Given problem:
Reproduce the material from the line that contains "the snow patch" through its final line, requests included, and shift every coordinate in the answers by adding 115 to it.

(Extracted data entries)
- - - - - - -

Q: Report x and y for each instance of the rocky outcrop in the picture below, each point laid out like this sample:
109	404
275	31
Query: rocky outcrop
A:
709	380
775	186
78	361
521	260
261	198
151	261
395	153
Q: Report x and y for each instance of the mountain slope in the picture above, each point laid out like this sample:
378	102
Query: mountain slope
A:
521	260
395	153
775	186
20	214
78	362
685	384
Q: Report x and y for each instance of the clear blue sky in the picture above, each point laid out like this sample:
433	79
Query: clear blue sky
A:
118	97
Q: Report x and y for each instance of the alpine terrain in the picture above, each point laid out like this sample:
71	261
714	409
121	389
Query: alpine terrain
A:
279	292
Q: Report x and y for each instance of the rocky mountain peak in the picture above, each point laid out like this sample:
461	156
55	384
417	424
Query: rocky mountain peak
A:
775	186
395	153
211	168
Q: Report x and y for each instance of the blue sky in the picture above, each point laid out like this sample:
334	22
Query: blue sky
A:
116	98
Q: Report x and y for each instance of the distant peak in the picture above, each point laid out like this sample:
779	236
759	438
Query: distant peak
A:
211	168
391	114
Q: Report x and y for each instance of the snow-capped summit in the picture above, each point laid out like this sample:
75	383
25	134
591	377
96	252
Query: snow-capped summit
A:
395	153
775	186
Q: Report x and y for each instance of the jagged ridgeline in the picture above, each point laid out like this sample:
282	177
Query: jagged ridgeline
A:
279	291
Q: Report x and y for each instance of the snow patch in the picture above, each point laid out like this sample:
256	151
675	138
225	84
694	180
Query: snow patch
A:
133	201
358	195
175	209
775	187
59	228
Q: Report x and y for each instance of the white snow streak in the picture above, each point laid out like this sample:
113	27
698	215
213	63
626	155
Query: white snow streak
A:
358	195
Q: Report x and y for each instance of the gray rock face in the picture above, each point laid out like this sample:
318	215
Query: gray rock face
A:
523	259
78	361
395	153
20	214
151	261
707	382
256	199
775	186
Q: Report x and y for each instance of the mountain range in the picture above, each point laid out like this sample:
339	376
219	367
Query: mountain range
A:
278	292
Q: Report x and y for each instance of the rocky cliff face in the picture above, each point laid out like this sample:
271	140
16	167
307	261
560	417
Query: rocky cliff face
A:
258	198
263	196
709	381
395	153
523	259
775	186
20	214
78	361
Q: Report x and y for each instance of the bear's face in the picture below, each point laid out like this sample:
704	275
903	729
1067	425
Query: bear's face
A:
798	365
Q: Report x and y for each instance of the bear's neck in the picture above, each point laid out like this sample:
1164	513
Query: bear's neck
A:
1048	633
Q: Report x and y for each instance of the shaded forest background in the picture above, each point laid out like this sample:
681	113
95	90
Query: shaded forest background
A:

- - - - - - -

Result:
Q: Report x and y for each instance of the snow patch in the picture above, each point laid out like this sample:
256	151
675	138
225	84
694	180
Query: snow patch
A:
248	316
473	310
290	324
890	302
174	343
Q: Report x and y for each instance of the white snow streak in the picture above, each point laid out like this sample:
113	27
698	215
213	63
626	155
Query: white snow streak
A:
473	310
Q: Report x and y for each instance of the gray rock face in the picture above, each point laid out like this sample:
318	215
Query: gray rock face
A:
638	374
193	476
510	268
135	329
266	376
822	497
371	314
890	301
Q: Report x and y for each instance of the mountain range in the picture above, each point laid out like this sample:
339	376
219	367
Query: mountain range
A:
393	407
Q: Report x and y for each instance of the rocky cliff face in the picture above, each point laid out like this sample:
271	140
16	167
307	261
560	417
Query: rocky cliff face
A:
373	313
378	311
824	496
510	268
638	374
890	301
135	329
193	476
Q: Report x and y for each instance of the bear's face in the picture below, each point laid out like this sample:
704	275
903	729
1067	425
Query: bear's face
A:
913	480
Q: Report x and y for each instance of the bear's neck in the picture above, each point laid out like this sample:
1164	513
Query: bear's neck
A:
1163	748
Q: Report x and y for each instance of the shaded forest background in the picture above, each point laid out like this sample:
681	113
95	90
Query: shaded forest background
A:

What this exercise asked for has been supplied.